Aim A
In the email about bicycles, update the passage from "As to shifting, I" to "it as unnecessary." by replacing "SIS shifters" with "index shifters", and give the revised passage.
Aim B
Write what comes next in the email about bicycles, picking up after its final line.

— start Source document —

I have test-ridden lots of aluminum-frames (Cannondale, Giant, Specialized, and more), Serotta Ottrots (a CF-Ti hybrid) and an all- CF Meivici, and I would buy a Serotta Legend Ti or an Ottrott in a heartbeat if I had the disposable income. But I have always preferred the feel of fine, double-butted steel, particularly the "continental stage race" bikes made from the metric 531 tubing, for some reason. (And I could just as easily spend my nonexistent disposable income on the right Bruce Gordon or the 1960s Bianchi that I saw a few days ago with its 54.5 CM TT.)

As to shifting, I can friction-shift a Campi NT or Simplex LJ derailleur with DT shifters, but Campi Chorus Ergo 9-speed shifters make shifting easier, faster, and more precise, which makes climbing hills easier on my aging knees. The SIS shifters on my UO-18 mixte (NOT period-correct on 1973 French bike) make shifts in traffic, at stop signs and red lights especially, much more dependable and precise. I cannot imagine giving up "click-shifting" now, even though as late as 1987 I pooh-poohed it as unnecessary.

Unlike some, I can get excited over the look or feel of a nicely made TIG-welded steel or Ti frame (Waterford, Steelman and Serotta come to mind), or even a pretty CF bike, just like I can go nuts over finely- finished lugs and amazing paint (thank you, Brian Bayliss!) on a brazed steel bike. And the look and feel of a Campagnolo crank set or brake caliper--be it NR or Ergo-Chorus--can set my heart a-flutter with admiration (or lust).

The art aficionado, the aesthete, and the historian in me love traditional steel--and Reynolds double-butted steel in particular-- whether visually, by touch, or in the saddle. I cannot imagine giving it up, even if I may have been "unfaithful" along the way with glued aluminum or carbon fiber. It will always have a place in my heart-- and under my ischial tuberosities.

Feeling like a committed bicyclist, above all else,

Jon Spangler Alameda, CA USA

On Feb 7, 2009, at 1:58 PM, <> <> wrote:
> Message: 6
> Date: Sat, 7 Feb 2009 15:58:39 -0500
> From: Steve Birmingham <>
> Subject: Re: [CR] Rene Herse Ligtweight Record Bike
> To: <>
> Message-ID: <00dd01c98966$da8d1b80$8fa75280$@com>
> Content-Type: text/plain; charset="us-ascii"
> I can't say I totally agree with either side. I work in a lower end
> shop,
> and
> the stuff that sells tops out around the $700 mark, with a few
> higher. We
> also
> sell a fair number of older bikes.
> The new stuff IS better in some ways, but at a very definite cost.
> The shifting is better, but at the expense of not having anything
> rebuildable.

— end Source document —
— start Data —

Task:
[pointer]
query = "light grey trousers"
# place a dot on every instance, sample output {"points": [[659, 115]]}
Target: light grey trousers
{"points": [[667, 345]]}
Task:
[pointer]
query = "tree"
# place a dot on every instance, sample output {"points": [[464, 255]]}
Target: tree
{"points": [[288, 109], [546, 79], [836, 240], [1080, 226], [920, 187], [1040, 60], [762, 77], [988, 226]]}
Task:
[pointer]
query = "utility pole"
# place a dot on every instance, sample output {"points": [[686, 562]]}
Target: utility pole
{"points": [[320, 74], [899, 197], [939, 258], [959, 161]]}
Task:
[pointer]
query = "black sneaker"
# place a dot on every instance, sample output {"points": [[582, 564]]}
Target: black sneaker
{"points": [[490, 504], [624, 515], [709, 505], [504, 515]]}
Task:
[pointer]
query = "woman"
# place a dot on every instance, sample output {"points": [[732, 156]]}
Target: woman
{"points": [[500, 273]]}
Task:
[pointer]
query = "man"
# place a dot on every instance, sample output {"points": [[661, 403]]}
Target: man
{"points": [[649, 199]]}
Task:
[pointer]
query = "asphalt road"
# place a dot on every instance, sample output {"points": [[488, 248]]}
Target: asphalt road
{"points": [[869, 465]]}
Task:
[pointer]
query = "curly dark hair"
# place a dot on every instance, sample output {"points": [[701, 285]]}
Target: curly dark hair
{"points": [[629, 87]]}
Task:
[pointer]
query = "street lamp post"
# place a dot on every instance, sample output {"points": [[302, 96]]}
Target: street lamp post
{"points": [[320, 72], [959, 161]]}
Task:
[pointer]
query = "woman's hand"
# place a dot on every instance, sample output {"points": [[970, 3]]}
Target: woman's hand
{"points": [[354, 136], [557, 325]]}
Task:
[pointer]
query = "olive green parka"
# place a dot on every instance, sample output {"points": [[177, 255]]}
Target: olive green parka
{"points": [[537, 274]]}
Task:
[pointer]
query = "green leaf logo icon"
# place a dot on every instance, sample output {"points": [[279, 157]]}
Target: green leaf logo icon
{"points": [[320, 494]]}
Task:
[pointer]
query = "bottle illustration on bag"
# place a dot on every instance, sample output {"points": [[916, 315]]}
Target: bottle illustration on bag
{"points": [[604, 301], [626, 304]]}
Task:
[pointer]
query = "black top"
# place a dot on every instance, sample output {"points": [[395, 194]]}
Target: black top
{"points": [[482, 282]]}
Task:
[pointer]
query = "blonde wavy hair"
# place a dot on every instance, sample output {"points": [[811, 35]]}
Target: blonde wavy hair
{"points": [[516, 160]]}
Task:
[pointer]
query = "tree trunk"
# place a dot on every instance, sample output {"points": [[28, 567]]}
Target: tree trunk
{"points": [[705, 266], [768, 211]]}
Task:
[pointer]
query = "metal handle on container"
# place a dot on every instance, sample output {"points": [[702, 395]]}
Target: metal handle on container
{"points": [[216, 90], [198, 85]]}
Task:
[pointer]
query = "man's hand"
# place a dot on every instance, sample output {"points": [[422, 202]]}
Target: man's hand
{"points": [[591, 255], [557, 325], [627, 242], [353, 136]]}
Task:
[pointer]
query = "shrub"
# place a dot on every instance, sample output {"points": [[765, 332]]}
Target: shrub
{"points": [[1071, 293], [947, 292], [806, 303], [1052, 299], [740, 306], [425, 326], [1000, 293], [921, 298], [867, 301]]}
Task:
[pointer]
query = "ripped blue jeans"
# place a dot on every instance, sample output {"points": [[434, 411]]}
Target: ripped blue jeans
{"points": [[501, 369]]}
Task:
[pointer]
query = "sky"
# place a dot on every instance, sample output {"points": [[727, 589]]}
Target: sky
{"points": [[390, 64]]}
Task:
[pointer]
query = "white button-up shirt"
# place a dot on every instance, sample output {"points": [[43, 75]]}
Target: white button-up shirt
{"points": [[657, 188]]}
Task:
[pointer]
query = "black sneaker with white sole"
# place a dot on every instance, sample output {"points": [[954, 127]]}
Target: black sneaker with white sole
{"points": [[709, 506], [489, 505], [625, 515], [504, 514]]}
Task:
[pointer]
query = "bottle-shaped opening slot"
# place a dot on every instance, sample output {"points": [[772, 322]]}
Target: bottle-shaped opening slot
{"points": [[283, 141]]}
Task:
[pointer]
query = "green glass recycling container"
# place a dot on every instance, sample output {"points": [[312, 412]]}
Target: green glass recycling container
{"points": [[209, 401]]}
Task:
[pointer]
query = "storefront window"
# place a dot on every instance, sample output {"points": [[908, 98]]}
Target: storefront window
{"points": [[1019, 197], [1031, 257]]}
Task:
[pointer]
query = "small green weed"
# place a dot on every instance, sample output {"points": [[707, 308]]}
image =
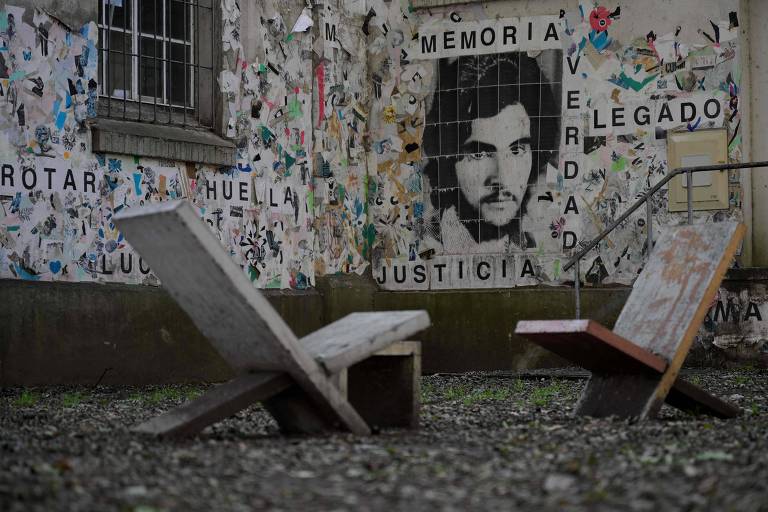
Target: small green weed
{"points": [[27, 399], [543, 396], [480, 395], [456, 392], [427, 391], [72, 399], [165, 393]]}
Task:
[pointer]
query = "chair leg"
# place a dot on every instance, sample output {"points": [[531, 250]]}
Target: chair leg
{"points": [[625, 395], [691, 398], [295, 413], [219, 403], [385, 387]]}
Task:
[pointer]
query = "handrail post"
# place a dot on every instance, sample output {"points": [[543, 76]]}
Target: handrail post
{"points": [[649, 224], [689, 183], [576, 283]]}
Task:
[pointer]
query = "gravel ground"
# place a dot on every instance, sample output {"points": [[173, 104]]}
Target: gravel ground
{"points": [[488, 441]]}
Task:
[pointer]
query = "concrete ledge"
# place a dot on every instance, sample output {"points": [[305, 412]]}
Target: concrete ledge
{"points": [[83, 333], [158, 141]]}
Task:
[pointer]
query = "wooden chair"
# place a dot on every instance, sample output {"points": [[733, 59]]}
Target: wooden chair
{"points": [[302, 383], [635, 367]]}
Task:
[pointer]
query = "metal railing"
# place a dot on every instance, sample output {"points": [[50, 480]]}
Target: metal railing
{"points": [[688, 171]]}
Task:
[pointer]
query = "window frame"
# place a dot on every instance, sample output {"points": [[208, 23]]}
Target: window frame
{"points": [[202, 100], [176, 135]]}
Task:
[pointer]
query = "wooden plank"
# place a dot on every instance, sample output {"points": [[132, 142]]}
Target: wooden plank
{"points": [[590, 345], [691, 398], [670, 297], [616, 394], [202, 277], [353, 338], [385, 389], [219, 403]]}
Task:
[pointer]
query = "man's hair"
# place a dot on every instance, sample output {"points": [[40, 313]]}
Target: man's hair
{"points": [[483, 86]]}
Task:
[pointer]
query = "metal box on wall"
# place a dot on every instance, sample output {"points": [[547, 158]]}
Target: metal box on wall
{"points": [[702, 147]]}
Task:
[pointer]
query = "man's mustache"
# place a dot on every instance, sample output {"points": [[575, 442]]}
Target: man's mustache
{"points": [[498, 194]]}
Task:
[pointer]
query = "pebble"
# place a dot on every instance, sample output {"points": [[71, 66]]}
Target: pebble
{"points": [[487, 441]]}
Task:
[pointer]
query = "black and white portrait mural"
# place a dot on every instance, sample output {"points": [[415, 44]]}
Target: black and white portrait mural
{"points": [[491, 134], [500, 144]]}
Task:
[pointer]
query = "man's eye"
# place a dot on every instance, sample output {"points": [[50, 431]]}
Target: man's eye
{"points": [[519, 149], [480, 156]]}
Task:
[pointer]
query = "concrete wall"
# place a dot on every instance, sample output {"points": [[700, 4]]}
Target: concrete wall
{"points": [[330, 184], [758, 105], [86, 333]]}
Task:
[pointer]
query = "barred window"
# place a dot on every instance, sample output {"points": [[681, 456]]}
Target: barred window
{"points": [[156, 62]]}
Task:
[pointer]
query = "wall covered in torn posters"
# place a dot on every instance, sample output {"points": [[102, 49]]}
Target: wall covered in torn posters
{"points": [[460, 147], [501, 142], [56, 197]]}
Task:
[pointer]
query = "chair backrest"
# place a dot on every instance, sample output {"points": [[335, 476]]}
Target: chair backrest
{"points": [[673, 292], [220, 300]]}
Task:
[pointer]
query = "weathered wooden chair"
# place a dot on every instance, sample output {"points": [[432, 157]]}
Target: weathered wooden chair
{"points": [[302, 383], [635, 367]]}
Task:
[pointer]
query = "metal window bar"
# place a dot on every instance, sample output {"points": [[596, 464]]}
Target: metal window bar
{"points": [[164, 67], [646, 198]]}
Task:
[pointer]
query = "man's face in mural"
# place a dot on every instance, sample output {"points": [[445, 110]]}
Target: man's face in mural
{"points": [[494, 179]]}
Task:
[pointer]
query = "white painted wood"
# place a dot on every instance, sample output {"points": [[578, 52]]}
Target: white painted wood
{"points": [[221, 402], [671, 295], [197, 271], [356, 336]]}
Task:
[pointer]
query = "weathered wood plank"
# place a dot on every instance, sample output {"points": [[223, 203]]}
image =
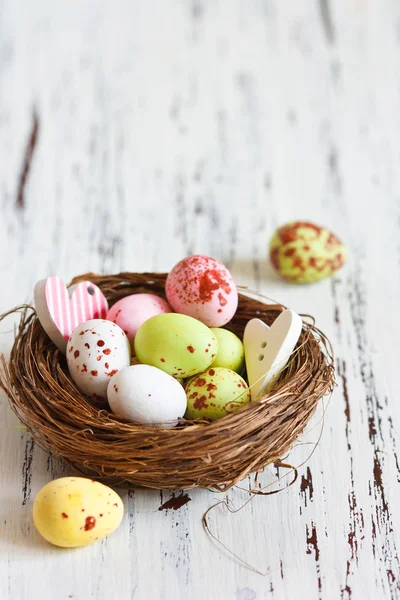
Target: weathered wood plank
{"points": [[133, 134]]}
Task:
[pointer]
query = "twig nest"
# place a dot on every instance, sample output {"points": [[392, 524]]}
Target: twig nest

— end Data —

Response A
As to shifting, I can friction-shift a Campi NT or Simplex LJ derailleur with DT shifters, but Campi Chorus Ergo 9-speed shifters make shifting easier, faster, and more precise, which makes climbing hills easier on my aging knees. The index shifters on my UO-18 mixte (NOT period-correct on 1973 French bike) make shifts in traffic, at stop signs and red lights especially, much more dependable and precise. I cannot imagine giving up "click-shifting" now, even though as late as 1987 I pooh-poohed it as unnecessary.

Response B
> And when it fails it's much more expensive. Parts compatibility is
> also
> sacrificed.
> The braking is also a bit better, but most people can't tell the
> difference.
> Almost any brake can stop reliably from 10 mph.
> (On the very low end, braking is MUCH better)
> Fewer flats? Not that I can see. The improved accessibility of the
> simple to
> operate
> modern stuff leads to bikes in the hands of people that won't check
> the tire
> pressure.
> Yes, I've had a person ask incredulously "I have to fill the air in
> the
> tires ? I've only
> owned it 6 months! "
> the low air pressure leads to.....More flats - lots more flats.
> Improved comfort? If we were talking hybrids vs road bikes for the
> masses,
> then yes.
> Road bikes to road bikes, especially comparing lower end new to
> high end
> old...No.
> And the sports aspect does matter. Ask any longtime Trek dealer
> what Lance
> has meant
> to them over the last decade or so. If they're being honest,
> they'll admit
> he's done
> quite a bit for them. Without the 7 TDF wins they'd be just
> another brand.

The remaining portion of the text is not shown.